[AUFGABENSTELLUNG] Kannst du den folgenden Artikel über die gestrichene kollegiale Fallberatung für Berliner Lehrkräfte nach seinem letzten Satz weiterschreiben?

[ARTIKELAUSSCHNITT]
------

Der Berliner Senat streicht Gelder für die „kollegiale Fallberatung“. Das Programm hilft Lehrkräften beim Umgang mit schwierigen Situationen.

Darf's noch ein bisschen mehr Stress sein? Der Lehrerberuf ist schon jetzt nicht gerade attraktiv

Berlin taz | Berlin sucht händeringend Lehrkräfte. Doch ab Januar will der Senat seine Lehrerinnen und Lehrer mit Problemen an den Schulen alleinlassen. Das 500.000 Euro teure Programm für die sogenannte kollegiale Fallberatung ist im kommenden Landeshaushalt ersatzlos gestrichen. Nur eine Übergangsfinanzierung soll es für den Träger, die gemeinnützige „Gesellschaft für Interkulturelles Zusammenleben“ (GIZ), noch geben, weil der die Räume nicht so schnell kündigen kann. Doch das Geld reiche nicht einmal für die Mieten, klagt der Träger.

Die kollegiale Fallberatung ist ein mehrfach evaluiertes pädagogisches Angebot. Mit Unterstützung von Psychologen und Erwachsenenpädagogen suchen Lehrerinnen und Lehrer gemeinsam Wege für den Umgang mit schwierigen Situationen – beispielsweise mit Schülern, die den Unterricht stören, oder Mobbing in Klassen. Das dient auch der Gesundheit von Pädagogen. „Wir verstehen uns als Präventionsmaßnahme, um Lehrer zu entlasten“, sagt Ulrike Rühle-Werk von der GIZ.

Derzeit würden rund 1.100 Lehrkräfte an 53 Kooperationsschulen online beraten. Hinzu kämen Seminare an Schulen. „Oft hören wir gerade von Quereinsteigern, dass sie den Berufseinstieg ohne uns gar nicht geschafft hätten“, erzählt Rühle-Werk. Doch bald sei Schluss. Die Arbeitsverhältnisse endeten zum Jahresende und die nur Website werde abgeschaltet, weil niemand sie mehr pflegen könne. In Konfliktfällen könnten Lehrer sich dann nur noch an die hoffnungslos überarbeiteten Schulpsychologen der Bezirke wenden.

------

[EXTRAHIERTE DATENSÄTZE]
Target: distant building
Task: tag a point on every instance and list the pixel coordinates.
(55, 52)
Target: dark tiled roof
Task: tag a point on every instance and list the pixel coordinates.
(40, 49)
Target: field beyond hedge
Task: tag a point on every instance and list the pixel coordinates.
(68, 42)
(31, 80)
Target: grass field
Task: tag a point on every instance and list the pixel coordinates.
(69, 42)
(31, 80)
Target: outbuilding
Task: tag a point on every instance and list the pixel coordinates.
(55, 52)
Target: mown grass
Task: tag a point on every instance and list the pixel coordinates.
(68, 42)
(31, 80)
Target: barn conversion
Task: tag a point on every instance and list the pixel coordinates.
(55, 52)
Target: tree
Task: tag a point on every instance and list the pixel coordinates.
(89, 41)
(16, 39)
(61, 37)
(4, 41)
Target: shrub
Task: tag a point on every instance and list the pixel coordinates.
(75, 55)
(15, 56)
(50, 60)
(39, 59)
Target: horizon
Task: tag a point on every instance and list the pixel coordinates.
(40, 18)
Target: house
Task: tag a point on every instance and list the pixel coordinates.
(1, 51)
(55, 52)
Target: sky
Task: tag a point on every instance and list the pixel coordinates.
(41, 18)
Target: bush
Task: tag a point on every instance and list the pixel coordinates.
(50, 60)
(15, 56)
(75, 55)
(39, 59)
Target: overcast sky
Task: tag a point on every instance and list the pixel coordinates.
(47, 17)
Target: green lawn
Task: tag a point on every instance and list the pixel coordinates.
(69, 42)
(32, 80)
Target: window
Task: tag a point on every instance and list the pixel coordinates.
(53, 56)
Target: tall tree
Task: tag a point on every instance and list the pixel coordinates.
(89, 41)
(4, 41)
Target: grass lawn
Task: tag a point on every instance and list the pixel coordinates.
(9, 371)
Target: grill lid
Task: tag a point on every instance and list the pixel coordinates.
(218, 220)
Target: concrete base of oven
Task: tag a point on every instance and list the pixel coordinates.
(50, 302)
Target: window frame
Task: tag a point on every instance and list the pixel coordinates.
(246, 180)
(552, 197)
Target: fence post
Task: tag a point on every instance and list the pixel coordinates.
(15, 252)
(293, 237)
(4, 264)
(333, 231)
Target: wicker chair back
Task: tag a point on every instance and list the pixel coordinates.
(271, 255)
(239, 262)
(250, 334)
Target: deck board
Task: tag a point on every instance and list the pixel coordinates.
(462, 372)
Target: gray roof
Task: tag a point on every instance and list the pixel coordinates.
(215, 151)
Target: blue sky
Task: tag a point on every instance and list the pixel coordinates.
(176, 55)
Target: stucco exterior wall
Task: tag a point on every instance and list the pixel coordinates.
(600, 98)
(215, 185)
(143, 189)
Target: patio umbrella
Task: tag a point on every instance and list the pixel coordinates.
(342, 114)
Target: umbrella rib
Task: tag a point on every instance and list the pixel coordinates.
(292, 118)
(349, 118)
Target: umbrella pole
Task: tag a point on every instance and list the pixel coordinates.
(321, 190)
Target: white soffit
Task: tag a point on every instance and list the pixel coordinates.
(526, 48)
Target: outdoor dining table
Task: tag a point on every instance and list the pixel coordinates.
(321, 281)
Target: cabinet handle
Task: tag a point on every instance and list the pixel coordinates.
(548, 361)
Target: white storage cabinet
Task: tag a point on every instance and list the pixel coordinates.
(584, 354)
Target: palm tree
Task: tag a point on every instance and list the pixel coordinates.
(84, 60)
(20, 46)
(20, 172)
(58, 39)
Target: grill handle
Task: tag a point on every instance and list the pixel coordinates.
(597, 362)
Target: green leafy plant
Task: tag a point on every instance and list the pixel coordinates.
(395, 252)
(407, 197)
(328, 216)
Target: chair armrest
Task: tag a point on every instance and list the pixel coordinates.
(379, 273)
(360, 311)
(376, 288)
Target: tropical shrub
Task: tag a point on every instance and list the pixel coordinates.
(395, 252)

------

[LÖSUNG]
Der künftige Haushalt und damit auch die Kürzungen seien noch nicht final, beschwichtigt der Sprecher der CDU-geführten Senatsbildungsverwaltung, Martin Klesmann, gegenüber der taz. Änderungen seien im parlamentarischen Verfahren noch möglich.

Nahe am Burn-out

Proteste kommen von der Opposition und aus der Stadtgesellschaft. Der schulpolitische Sprecher der Grünen, Louis Krüger, hält die Streichung des Projekts „angesichts der aktuellen Belastungssituationen in den Schulen für vollkommen unverständlich“.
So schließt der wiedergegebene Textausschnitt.